Can you render everything from the line containing "TARGET: distant island" down to the line containing "86), (55, 328)]", both included, as a two-column CSV with the headers entry_text and answer? Give one row per entry, with each field in quotes and its line breaks replaced by spaces.

--- start DATA PROVIDED ---

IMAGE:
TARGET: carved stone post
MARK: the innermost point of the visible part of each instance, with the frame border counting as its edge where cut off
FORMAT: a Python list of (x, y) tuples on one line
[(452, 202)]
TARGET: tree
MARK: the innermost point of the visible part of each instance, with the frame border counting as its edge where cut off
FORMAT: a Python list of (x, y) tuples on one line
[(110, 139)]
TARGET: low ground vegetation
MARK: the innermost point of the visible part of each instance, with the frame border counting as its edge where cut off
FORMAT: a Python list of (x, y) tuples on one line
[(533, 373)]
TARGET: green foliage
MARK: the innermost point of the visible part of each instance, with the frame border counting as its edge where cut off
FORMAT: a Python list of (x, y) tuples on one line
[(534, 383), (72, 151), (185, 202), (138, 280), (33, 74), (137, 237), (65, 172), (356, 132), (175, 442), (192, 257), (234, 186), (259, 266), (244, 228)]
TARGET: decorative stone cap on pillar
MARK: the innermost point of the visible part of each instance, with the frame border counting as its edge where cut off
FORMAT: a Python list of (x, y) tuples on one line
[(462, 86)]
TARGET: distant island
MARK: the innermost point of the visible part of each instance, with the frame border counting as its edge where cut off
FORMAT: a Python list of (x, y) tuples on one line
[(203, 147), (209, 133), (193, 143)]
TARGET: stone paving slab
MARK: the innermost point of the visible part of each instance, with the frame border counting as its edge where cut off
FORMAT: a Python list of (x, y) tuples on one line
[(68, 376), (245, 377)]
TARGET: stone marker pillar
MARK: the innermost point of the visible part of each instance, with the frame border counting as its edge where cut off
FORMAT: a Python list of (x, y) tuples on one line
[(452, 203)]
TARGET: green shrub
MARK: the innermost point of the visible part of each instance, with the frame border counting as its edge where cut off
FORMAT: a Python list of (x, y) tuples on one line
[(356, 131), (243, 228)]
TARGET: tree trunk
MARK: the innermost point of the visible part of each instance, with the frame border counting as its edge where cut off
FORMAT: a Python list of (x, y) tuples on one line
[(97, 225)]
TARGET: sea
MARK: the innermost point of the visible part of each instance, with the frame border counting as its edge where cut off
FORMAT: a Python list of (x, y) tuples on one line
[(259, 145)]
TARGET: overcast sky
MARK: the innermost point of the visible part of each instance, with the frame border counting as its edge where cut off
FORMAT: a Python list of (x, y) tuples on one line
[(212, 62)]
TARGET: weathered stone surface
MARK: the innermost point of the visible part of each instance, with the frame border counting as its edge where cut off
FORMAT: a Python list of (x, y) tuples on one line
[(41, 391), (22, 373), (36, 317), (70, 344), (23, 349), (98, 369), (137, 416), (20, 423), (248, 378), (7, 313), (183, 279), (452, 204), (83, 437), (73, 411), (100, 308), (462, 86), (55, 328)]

--- end DATA PROVIDED ---
--- start DATA PROVIDED ---

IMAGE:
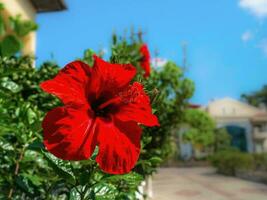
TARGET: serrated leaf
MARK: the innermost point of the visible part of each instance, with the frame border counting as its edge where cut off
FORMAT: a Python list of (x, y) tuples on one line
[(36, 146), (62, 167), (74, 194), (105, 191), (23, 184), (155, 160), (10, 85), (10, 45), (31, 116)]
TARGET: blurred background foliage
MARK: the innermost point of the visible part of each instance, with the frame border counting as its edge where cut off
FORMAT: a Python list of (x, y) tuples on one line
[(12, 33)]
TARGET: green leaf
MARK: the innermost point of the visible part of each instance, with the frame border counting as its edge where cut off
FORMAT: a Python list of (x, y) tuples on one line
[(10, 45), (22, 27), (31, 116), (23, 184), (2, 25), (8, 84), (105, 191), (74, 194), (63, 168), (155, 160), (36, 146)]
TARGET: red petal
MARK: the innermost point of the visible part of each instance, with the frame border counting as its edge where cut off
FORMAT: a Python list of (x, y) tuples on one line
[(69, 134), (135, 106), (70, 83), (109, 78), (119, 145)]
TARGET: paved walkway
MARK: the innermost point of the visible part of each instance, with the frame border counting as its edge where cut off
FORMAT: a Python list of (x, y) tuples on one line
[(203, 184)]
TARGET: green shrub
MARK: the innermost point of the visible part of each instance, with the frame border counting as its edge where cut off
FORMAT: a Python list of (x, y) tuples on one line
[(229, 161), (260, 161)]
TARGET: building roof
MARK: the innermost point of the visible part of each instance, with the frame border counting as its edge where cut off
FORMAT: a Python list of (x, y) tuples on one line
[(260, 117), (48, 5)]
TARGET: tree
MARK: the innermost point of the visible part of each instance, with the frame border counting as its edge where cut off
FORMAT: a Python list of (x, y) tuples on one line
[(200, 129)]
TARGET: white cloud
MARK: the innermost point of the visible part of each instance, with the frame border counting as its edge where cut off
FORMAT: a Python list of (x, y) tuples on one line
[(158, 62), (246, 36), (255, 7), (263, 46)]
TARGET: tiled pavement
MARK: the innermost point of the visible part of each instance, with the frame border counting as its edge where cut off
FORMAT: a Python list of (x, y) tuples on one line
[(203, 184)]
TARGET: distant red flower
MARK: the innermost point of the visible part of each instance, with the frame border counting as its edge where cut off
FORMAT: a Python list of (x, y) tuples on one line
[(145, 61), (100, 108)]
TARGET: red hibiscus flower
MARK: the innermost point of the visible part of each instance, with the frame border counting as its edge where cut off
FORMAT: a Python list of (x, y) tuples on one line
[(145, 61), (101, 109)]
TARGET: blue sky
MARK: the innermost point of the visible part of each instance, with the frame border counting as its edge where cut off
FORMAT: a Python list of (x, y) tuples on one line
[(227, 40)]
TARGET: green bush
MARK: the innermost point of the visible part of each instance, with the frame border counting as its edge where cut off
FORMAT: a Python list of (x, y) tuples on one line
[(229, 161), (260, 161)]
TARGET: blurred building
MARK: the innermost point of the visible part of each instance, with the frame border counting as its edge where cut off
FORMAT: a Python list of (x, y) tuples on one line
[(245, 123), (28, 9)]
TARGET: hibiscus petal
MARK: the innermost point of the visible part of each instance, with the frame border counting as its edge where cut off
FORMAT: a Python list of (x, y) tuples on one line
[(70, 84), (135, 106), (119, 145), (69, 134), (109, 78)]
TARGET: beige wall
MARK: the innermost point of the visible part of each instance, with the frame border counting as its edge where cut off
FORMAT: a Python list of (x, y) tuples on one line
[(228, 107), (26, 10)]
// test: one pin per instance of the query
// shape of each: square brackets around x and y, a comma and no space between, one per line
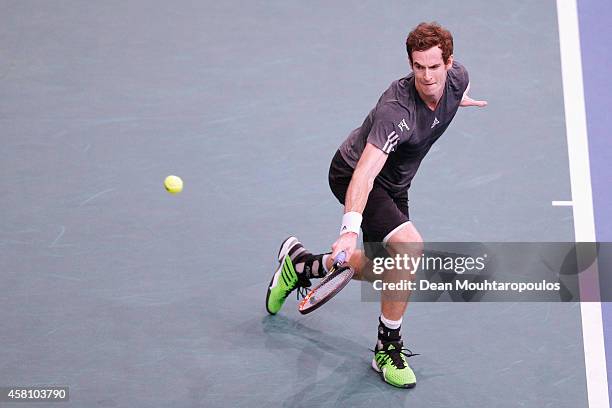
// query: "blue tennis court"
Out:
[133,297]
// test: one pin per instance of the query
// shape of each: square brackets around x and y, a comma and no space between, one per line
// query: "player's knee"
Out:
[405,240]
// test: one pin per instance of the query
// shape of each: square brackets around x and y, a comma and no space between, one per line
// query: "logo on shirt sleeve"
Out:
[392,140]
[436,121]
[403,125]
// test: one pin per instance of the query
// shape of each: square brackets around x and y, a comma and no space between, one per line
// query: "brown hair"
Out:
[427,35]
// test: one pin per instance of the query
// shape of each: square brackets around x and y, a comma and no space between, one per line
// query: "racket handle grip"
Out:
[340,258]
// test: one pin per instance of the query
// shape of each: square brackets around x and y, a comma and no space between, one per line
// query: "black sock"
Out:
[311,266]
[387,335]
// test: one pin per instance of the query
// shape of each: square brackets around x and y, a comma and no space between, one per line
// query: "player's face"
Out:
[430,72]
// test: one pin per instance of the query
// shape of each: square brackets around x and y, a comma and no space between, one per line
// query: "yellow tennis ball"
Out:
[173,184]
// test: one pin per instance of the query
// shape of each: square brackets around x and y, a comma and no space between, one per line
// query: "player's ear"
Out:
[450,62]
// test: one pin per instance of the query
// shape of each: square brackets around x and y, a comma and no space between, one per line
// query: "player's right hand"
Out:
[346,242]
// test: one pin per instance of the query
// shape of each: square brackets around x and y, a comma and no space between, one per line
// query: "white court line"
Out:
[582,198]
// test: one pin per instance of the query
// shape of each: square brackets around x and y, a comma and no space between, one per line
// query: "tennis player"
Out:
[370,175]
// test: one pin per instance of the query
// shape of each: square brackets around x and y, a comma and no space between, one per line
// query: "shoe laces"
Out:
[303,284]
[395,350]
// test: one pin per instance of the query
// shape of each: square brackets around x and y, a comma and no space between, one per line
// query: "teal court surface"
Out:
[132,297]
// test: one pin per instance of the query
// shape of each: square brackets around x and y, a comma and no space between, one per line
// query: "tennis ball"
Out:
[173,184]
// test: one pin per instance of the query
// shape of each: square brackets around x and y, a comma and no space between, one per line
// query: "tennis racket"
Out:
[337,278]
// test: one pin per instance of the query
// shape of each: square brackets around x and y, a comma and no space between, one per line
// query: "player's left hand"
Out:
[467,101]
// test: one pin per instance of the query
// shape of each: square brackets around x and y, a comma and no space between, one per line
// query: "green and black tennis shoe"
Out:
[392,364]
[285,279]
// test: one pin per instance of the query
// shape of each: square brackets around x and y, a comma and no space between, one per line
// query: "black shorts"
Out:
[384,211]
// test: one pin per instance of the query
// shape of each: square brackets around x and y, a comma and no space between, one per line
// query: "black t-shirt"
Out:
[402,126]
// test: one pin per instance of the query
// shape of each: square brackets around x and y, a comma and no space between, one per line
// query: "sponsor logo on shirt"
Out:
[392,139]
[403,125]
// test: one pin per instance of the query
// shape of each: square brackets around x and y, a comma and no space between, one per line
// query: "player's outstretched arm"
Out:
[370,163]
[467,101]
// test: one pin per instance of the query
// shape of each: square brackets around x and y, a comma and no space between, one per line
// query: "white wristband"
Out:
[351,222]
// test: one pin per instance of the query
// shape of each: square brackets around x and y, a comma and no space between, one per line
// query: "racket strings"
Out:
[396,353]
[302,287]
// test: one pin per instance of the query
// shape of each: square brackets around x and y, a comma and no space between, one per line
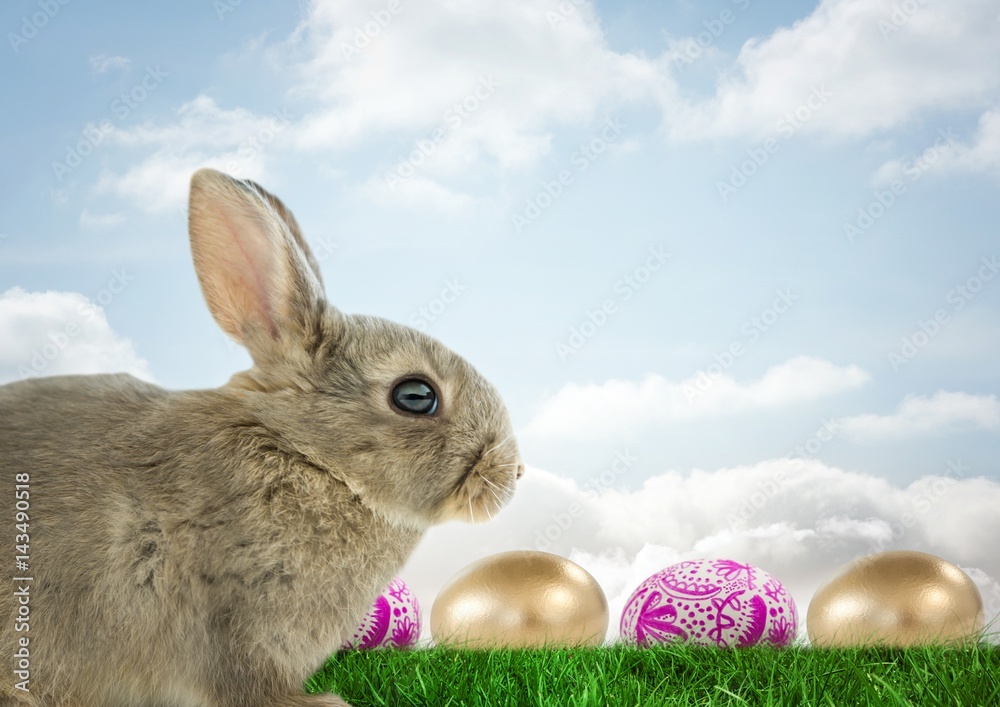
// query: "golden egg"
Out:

--- end DATA PROVIDED ---

● **FINAL RESULT**
entry_text,answer
"TARGET: distant island MARK: the innermost point of the visible part of each instance, with the frame border counting as its edge where cut off FORMAT: a Python list of (x, y) tuples on one line","[(203, 147), (209, 133), (193, 143)]"
"TARGET: stone paving slab MARK: the innermost point of the visible part of each instance, with the frame border counting as its edge where cut off FORMAT: a Python list of (x, y) tuples on one line","[(68, 376), (245, 377)]"
"TARGET: stone marker pillar MARK: the innermost point of the visible part of each instance, with the frame border counting as its edge where cut off FORMAT: a Python list of (x, y) tuples on one line","[(452, 203)]"
"TARGET: green shrub MARK: the innermost point of the visible part of each instance, with the frame border counting as its edge where cut off FORMAT: a Python list of (x, y) tuples on one line","[(356, 131), (243, 228)]"
"TARGET: tree trunk MARK: the innermost point of the visible part of each instance, with the frame border counting as its edge where cut off FORMAT: a Python list of (x, y) tuples on one line","[(97, 225)]"
"TARGET: sea MARK: the innermost point of the visible part of each instance, with the frame border counting as its edge where cut off FORMAT: a Python list of (x, y) tuples on one line","[(259, 145)]"
"TARGET: overcast sky MARK: the innermost point of the visible part of each instance, with the frame border counting as its edge where cut off FORMAT: a Python list of (x, y) tuples on one line","[(212, 62)]"
"TARGET: weathered stone surface MARK: the innermost point of the visible part of each instance, with the frame border counting as its edge where cut off FORMAT: a Python list of (x, y) tuples on one line","[(41, 391), (22, 373), (36, 317), (70, 344), (23, 349), (98, 369), (137, 416), (20, 423), (248, 378), (7, 313), (183, 279), (452, 204), (83, 437), (73, 411), (100, 308), (462, 86), (55, 328)]"